(Work to complete)
Repeat exactly the lines that begin at the one containing "[[249, 242]]" and end at the final line of the records; include no pictures and nothing else.

━━━━━━━━━━

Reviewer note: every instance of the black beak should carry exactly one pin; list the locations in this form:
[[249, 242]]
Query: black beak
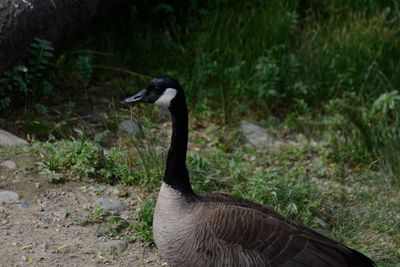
[[138, 98]]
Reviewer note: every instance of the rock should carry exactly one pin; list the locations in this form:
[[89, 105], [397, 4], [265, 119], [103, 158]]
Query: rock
[[23, 205], [9, 164], [60, 214], [129, 126], [256, 135], [8, 139], [113, 246], [110, 204], [7, 197]]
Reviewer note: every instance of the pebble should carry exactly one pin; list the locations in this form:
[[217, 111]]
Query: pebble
[[7, 197], [9, 164], [116, 245], [110, 204]]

━━━━━━━━━━

(Task response)
[[249, 242]]
Query: black beak
[[138, 98]]
Reviewer note: every instance of the rock should carry exactly one pin; list the locations in this form:
[[89, 105], [397, 4], [265, 119], [103, 158]]
Query: rock
[[23, 205], [9, 164], [60, 214], [129, 126], [256, 135], [8, 139], [113, 246], [110, 204], [7, 197]]
Reviewer note: every instance of the pebble should carry exactly one pin; list the locations in this form:
[[217, 111]]
Query: pebble
[[7, 197], [9, 164], [116, 245], [110, 204]]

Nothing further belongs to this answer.